Begin Data

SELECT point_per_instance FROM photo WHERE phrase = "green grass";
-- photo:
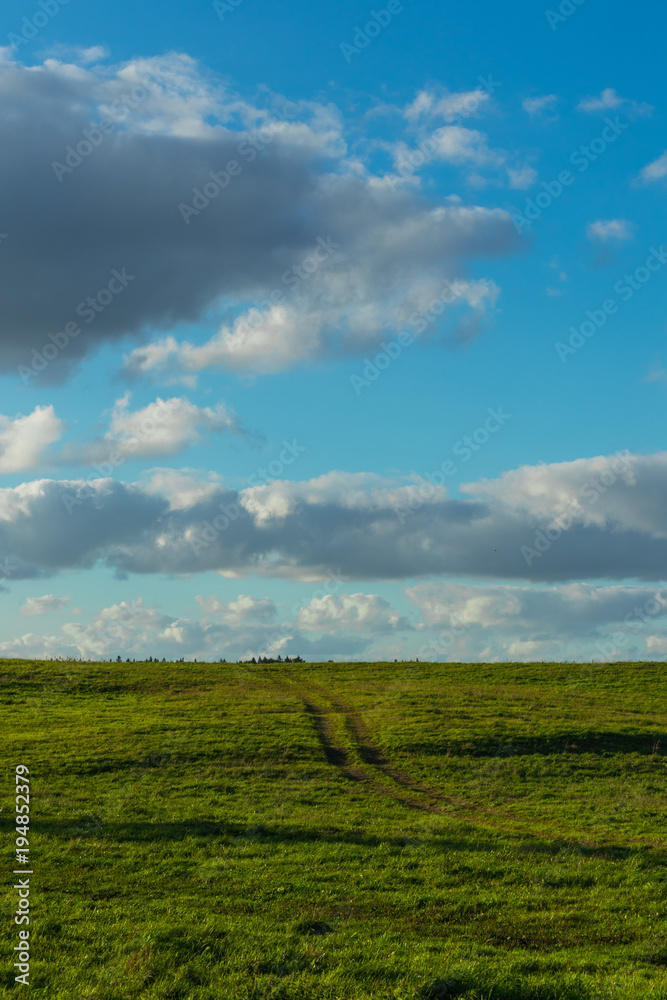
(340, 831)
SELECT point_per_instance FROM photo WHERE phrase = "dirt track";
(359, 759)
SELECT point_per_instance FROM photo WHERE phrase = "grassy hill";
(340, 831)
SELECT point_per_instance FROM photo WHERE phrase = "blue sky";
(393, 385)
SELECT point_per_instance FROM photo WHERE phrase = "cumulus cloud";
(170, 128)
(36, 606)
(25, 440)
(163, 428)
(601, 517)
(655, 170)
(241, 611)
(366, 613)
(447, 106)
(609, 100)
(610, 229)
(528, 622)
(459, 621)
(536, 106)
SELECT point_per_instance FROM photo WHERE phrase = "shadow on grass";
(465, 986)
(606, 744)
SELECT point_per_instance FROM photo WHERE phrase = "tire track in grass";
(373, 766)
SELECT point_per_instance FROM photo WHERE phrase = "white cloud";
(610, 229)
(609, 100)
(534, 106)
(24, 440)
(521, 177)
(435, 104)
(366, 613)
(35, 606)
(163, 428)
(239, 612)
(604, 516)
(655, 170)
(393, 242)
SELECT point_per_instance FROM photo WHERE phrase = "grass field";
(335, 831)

End Data
Begin Data

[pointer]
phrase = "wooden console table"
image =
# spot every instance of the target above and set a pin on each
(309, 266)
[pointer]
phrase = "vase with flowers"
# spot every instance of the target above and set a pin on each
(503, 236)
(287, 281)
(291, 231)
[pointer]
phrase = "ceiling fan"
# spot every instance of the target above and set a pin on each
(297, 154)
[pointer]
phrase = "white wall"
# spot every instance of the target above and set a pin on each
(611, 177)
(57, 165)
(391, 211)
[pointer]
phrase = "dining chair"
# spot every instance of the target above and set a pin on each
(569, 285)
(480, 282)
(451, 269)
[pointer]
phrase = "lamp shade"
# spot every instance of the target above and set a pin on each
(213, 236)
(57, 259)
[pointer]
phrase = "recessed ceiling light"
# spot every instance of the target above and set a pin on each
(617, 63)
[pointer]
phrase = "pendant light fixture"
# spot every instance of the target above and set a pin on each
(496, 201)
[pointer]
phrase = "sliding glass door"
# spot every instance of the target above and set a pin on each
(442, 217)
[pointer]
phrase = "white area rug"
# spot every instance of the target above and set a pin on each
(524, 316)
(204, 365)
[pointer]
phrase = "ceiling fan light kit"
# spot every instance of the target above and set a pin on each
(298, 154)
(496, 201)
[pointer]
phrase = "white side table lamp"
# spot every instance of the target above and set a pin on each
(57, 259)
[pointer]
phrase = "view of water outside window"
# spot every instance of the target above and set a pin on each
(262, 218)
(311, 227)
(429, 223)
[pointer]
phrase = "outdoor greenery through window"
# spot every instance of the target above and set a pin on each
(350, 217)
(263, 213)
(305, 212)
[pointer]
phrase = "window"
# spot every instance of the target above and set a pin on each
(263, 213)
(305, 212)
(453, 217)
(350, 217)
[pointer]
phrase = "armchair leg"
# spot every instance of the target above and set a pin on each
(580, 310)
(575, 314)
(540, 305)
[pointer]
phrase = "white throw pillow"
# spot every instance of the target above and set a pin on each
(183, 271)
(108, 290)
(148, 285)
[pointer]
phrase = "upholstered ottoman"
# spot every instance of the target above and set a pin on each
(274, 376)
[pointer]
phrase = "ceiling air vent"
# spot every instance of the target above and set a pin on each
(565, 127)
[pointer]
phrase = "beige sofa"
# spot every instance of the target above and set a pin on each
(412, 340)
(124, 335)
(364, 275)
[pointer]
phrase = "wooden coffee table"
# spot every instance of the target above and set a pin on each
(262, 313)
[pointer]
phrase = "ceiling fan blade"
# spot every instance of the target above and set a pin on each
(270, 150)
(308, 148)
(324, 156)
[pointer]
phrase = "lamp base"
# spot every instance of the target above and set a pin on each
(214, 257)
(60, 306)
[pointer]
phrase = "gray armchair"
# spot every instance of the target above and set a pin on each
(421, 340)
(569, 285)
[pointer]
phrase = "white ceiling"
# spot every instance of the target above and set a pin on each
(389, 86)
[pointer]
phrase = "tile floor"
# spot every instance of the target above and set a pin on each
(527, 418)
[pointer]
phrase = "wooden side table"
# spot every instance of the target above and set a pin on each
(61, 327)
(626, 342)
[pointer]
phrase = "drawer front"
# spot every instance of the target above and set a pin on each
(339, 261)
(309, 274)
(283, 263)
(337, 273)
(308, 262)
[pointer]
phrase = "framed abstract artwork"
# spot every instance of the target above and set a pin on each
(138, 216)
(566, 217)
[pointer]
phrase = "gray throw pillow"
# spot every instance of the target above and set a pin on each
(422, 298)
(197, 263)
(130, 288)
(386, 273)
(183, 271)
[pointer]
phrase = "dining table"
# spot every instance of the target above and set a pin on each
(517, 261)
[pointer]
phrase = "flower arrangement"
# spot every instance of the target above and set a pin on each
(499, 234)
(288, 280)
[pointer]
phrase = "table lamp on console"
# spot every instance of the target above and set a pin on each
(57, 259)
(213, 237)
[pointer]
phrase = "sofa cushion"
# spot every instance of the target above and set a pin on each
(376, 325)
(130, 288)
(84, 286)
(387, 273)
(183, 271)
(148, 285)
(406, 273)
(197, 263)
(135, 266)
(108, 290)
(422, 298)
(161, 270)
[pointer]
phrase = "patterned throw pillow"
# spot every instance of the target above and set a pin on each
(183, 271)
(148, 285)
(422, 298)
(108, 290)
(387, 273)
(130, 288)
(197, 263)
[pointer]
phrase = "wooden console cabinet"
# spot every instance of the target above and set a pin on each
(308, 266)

End Data

● **Instructions for the task**
Count the lines above that contain the word "cloud", treating case as significant. Give only the number.

● **Solution for this problem**
2